Point annotations for photos:
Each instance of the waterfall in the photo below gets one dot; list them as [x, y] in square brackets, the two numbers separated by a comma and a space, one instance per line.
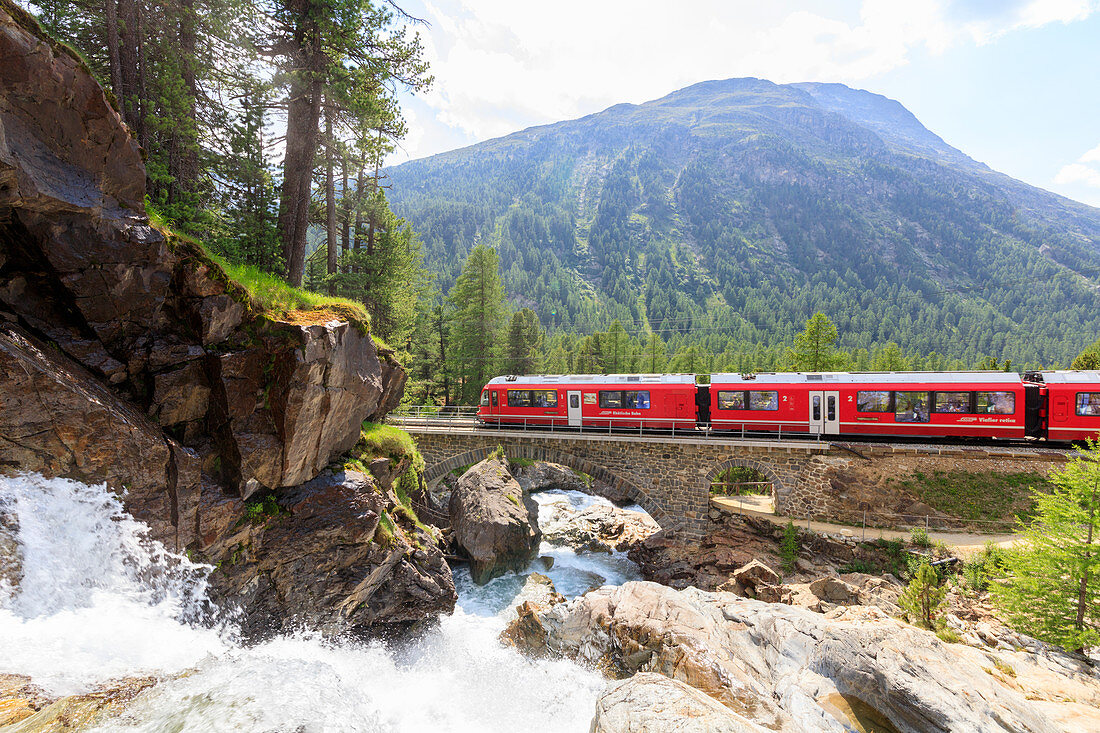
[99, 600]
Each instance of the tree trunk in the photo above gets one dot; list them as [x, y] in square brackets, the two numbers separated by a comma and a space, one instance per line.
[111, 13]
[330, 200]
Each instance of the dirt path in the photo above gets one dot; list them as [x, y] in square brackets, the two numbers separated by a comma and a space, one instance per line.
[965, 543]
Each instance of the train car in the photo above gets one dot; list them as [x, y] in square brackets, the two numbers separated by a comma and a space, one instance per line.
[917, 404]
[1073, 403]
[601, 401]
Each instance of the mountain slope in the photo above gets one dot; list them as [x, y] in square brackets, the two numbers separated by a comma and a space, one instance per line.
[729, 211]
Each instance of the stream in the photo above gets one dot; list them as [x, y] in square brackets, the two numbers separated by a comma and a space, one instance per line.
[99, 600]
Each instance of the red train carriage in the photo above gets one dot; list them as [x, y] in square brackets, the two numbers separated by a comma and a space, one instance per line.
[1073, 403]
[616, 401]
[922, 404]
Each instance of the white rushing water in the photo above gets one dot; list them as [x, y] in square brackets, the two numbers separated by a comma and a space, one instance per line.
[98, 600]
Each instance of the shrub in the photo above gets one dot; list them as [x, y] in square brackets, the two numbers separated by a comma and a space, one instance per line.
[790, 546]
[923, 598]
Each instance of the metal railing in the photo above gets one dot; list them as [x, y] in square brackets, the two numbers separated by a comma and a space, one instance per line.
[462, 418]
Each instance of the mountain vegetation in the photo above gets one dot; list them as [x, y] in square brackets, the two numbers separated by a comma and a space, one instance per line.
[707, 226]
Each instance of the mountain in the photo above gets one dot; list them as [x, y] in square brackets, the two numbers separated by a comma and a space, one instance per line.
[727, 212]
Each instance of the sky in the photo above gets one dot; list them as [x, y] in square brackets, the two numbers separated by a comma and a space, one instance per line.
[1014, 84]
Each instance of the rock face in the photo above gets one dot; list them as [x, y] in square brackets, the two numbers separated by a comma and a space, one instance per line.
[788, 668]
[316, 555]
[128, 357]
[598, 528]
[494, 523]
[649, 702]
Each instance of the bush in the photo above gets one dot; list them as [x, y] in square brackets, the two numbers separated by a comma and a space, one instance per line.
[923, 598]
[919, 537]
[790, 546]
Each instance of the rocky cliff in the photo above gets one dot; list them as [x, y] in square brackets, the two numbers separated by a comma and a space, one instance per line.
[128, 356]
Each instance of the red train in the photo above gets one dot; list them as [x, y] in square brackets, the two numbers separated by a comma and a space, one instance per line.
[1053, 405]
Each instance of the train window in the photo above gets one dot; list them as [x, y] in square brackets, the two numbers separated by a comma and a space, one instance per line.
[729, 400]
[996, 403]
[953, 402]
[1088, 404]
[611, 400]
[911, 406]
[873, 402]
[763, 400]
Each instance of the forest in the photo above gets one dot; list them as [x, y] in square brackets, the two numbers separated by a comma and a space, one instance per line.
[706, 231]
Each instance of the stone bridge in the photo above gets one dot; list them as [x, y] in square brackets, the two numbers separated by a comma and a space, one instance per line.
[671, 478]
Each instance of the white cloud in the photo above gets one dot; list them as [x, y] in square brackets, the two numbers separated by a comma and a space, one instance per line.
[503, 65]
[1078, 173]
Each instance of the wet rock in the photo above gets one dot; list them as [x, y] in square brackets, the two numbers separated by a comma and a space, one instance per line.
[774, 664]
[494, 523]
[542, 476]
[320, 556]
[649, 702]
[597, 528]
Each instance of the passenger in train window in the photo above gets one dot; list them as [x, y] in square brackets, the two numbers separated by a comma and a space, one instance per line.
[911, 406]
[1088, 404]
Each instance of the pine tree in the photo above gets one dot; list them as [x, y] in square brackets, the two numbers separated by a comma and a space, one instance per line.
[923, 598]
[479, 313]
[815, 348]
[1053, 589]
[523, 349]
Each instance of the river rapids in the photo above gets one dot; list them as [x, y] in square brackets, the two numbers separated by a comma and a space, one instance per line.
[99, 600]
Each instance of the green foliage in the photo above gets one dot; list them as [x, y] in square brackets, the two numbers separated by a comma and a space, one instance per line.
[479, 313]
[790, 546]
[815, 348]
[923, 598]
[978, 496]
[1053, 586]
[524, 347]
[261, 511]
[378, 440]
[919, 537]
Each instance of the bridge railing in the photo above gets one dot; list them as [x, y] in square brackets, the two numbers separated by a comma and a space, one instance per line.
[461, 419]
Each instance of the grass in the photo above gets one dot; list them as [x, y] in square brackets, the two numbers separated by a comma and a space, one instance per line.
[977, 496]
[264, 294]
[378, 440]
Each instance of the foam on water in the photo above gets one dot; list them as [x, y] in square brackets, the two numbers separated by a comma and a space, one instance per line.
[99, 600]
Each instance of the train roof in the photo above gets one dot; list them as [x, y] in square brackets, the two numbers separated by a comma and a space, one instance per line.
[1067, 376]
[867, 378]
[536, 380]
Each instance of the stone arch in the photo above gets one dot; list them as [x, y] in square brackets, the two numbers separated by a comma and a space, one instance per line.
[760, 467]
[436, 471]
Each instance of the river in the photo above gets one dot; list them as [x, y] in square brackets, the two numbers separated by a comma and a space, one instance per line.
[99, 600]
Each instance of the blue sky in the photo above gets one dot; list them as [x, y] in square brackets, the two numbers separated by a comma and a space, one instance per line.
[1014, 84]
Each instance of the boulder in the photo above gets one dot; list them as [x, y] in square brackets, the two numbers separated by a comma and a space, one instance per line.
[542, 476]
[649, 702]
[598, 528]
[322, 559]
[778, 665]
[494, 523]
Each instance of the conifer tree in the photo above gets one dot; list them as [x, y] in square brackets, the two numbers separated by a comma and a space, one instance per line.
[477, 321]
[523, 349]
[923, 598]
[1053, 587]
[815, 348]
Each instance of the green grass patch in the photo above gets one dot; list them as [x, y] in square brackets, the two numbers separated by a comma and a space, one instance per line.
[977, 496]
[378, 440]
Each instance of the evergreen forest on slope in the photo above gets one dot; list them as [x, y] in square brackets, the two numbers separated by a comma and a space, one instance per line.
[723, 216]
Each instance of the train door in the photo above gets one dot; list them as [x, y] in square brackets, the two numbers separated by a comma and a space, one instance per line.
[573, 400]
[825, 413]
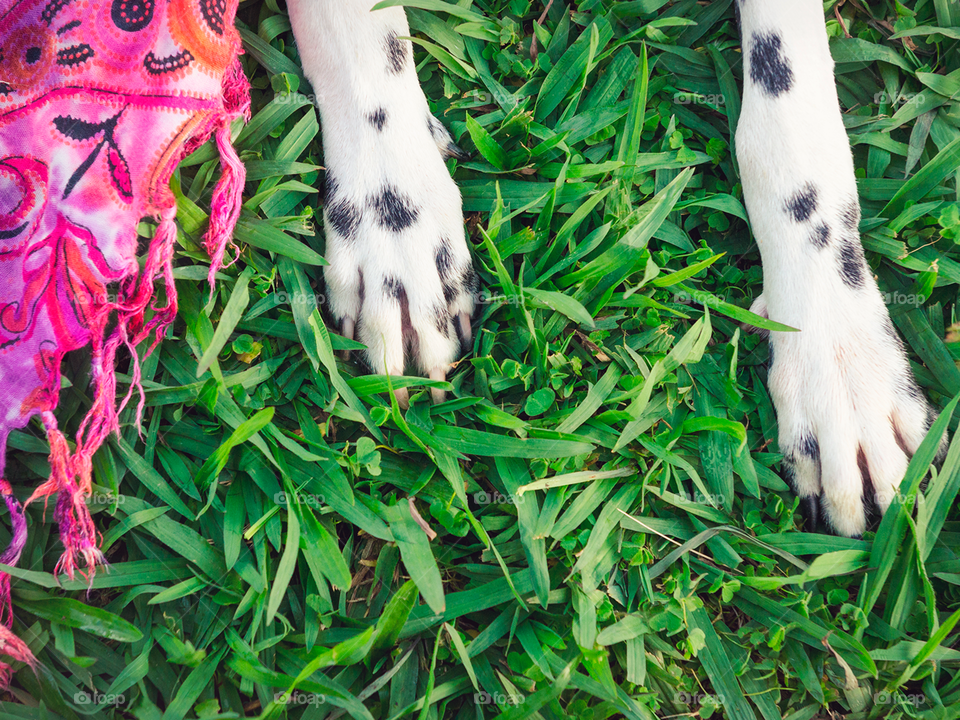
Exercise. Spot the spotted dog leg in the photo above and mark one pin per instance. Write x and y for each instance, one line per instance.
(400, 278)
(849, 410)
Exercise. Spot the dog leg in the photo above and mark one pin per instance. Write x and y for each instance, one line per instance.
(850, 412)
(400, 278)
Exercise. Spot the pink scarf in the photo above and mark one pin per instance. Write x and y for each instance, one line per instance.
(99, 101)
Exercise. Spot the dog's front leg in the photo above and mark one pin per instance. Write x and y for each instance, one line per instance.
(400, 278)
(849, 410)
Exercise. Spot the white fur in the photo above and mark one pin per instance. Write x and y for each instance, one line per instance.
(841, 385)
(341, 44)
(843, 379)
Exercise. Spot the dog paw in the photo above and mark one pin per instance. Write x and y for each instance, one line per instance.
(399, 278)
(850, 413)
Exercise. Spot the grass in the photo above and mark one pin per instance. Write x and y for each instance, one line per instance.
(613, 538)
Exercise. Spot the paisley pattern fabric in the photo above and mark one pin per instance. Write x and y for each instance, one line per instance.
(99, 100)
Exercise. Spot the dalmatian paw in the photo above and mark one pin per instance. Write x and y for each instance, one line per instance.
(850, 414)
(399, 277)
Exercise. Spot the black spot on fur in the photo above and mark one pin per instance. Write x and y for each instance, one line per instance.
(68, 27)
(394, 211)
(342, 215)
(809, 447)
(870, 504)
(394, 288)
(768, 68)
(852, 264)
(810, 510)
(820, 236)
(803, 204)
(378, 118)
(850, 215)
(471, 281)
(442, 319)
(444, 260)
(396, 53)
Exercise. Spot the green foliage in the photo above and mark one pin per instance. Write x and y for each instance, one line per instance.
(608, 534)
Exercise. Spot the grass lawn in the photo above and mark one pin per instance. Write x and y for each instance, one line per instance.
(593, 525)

=== SHORT EXERCISE ===
Rewrite the records as a numbered list, from the line containing "Exercise. Spot the green" through the final line, inclusive. Leave out any blank lines.

=== EXERCISE ANSWER ===
1. Exercise. Spot the green foliage in the photo above and mark one pin per instance. Write x and y for each instance, one line per instance.
2. (608, 534)
3. Exercise. Spot the grass lawn in the photo above and mark one pin per instance. Write x and y for each instance, one line per instance.
4. (593, 525)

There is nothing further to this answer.